»»

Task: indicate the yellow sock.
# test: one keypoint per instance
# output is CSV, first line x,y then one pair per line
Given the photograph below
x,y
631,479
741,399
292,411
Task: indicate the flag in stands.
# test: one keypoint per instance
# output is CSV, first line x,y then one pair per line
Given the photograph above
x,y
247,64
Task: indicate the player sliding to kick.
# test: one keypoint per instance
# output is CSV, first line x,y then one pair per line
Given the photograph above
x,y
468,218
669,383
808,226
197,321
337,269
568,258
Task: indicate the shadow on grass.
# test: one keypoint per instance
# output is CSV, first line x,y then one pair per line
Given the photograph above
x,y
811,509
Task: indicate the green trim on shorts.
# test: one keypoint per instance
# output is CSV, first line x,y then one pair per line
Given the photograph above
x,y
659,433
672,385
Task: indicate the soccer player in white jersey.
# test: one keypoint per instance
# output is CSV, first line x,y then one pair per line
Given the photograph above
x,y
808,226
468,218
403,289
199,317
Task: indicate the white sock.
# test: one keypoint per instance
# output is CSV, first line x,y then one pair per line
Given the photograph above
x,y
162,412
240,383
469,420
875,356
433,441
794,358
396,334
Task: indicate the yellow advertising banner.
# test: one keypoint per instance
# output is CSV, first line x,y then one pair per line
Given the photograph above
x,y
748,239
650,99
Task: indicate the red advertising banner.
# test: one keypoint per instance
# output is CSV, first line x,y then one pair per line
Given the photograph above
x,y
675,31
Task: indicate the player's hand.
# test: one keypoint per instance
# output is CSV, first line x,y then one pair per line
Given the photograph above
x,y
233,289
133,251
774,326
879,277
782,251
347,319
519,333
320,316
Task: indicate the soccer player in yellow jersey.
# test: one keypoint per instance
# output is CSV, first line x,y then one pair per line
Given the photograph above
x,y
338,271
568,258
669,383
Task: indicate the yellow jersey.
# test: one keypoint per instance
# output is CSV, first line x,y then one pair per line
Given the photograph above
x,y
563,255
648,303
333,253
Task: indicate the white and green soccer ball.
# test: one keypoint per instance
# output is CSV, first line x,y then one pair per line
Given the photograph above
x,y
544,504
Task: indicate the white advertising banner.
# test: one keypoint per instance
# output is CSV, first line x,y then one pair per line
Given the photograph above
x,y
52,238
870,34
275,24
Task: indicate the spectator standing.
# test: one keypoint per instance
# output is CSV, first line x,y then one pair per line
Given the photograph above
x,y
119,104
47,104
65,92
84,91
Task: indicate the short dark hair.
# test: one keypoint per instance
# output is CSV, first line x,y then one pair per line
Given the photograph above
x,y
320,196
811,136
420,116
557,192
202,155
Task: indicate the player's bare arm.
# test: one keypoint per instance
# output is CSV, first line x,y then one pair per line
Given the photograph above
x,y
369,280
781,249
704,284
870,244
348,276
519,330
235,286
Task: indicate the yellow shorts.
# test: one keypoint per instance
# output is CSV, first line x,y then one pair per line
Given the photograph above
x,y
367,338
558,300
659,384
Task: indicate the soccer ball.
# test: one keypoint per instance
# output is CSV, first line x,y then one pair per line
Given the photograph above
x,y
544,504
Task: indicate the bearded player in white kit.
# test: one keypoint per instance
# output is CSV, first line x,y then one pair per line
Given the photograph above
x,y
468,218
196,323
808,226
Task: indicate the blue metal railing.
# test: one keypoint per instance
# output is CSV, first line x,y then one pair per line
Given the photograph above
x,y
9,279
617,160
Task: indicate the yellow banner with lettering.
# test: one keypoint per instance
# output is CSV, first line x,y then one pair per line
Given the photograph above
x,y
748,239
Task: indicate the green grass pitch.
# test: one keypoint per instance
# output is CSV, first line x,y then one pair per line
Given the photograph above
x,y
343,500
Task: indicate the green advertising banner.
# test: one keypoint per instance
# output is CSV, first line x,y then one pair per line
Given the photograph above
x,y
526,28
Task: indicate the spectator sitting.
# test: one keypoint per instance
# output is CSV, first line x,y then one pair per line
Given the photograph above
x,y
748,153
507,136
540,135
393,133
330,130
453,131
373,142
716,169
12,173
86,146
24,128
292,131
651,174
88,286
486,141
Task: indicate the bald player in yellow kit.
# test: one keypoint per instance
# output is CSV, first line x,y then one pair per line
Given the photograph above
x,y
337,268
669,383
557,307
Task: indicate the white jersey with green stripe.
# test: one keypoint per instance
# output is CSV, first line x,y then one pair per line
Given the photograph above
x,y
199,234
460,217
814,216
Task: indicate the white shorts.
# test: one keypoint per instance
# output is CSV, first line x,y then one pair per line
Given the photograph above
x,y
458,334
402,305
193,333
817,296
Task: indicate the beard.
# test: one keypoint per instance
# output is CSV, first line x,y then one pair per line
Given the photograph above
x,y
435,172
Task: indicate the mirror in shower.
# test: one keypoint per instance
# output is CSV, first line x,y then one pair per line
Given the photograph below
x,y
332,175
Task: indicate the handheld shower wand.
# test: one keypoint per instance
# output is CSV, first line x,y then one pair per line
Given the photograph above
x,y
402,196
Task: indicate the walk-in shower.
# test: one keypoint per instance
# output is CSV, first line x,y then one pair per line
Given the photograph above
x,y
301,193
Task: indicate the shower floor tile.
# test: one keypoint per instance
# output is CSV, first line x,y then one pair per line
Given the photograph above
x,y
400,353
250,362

««
»»

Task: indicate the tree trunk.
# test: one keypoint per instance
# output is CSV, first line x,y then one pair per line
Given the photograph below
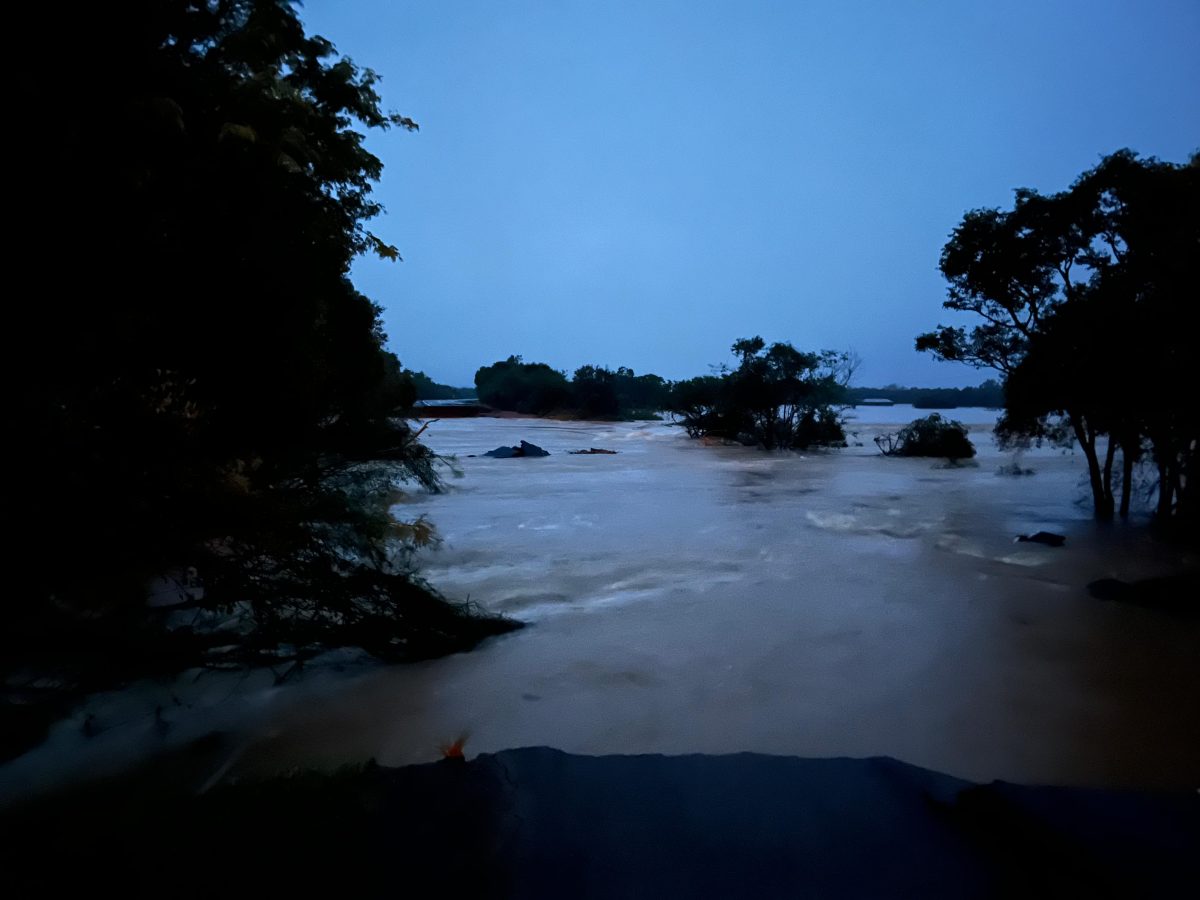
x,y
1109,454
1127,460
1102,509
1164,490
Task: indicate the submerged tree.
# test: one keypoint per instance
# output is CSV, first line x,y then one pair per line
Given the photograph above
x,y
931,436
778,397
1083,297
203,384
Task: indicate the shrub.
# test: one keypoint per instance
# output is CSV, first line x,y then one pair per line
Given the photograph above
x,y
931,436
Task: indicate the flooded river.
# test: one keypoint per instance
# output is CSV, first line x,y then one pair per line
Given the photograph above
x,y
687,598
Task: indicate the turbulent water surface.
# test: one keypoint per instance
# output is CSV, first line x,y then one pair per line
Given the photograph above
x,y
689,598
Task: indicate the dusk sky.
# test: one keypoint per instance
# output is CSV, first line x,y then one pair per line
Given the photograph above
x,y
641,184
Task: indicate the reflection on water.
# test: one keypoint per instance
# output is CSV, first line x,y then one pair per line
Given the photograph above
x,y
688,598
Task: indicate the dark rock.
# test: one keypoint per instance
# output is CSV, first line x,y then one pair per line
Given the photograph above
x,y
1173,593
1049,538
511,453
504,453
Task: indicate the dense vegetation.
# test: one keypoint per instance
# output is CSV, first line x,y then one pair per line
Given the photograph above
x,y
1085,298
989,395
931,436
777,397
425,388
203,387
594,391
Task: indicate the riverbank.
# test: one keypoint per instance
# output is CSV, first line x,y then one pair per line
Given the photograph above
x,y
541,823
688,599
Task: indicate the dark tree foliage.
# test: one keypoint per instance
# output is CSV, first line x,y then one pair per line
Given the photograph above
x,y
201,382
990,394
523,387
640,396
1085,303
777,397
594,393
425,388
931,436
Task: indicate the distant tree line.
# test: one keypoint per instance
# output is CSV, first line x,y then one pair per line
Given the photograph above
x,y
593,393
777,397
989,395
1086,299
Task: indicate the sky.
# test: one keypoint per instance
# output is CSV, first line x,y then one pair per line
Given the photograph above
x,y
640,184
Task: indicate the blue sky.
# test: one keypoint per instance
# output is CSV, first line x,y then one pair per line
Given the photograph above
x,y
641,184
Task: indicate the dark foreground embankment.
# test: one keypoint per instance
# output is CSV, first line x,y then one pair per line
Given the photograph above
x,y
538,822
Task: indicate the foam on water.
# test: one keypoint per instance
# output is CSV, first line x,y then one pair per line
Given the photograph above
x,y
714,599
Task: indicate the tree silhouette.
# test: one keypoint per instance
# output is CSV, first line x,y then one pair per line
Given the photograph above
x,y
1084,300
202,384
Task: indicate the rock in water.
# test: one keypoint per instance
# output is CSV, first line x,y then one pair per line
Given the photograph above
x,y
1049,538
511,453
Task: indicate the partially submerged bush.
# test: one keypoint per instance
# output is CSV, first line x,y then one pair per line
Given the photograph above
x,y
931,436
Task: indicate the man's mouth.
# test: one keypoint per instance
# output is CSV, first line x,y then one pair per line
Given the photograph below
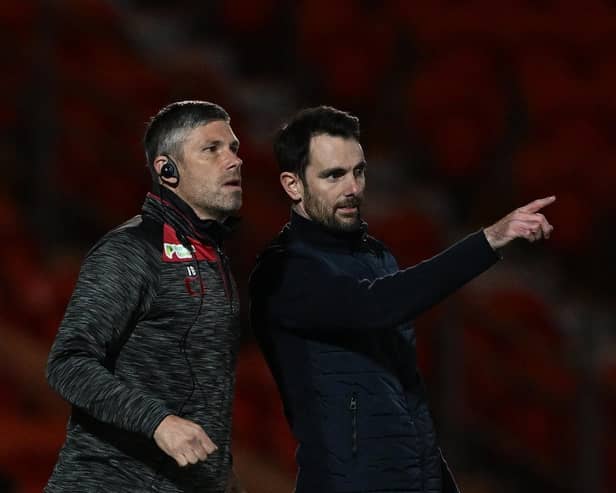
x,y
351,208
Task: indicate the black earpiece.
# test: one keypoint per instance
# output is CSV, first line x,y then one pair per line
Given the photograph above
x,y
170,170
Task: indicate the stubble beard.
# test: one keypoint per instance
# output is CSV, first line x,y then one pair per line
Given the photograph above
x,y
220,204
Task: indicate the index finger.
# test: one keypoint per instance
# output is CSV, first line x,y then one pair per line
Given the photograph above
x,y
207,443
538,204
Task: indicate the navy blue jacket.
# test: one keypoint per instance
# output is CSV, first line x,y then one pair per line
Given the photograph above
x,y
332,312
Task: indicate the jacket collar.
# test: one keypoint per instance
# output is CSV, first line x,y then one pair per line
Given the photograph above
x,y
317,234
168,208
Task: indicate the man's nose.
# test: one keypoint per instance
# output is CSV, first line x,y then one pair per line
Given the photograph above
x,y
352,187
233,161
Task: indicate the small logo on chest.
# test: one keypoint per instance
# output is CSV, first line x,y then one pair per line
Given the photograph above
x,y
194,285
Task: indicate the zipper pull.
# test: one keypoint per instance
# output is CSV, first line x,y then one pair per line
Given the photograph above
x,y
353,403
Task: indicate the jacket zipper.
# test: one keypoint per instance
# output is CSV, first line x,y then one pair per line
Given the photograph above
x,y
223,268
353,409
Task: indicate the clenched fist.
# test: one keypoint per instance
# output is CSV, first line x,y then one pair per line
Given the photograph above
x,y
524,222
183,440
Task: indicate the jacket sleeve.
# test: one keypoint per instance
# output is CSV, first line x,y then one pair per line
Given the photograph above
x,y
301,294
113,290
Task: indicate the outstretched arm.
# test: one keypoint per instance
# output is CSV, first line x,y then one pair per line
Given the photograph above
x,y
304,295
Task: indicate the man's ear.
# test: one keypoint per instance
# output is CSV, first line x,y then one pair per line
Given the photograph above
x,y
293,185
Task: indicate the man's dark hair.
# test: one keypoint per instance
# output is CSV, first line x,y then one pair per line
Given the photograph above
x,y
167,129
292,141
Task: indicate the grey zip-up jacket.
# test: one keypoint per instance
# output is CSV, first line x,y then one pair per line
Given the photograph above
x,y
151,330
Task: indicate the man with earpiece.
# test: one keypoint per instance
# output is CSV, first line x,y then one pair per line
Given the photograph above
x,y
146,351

««

Tragen Sie aus den obigen Datensätzen jede Zeile zusammen, in der das Wort „with“ vorkommt.

Task: indicate the yellow banner with lettering.
Task: indicate the white jersey with green stripe.
Task: indicate the man with earpiece.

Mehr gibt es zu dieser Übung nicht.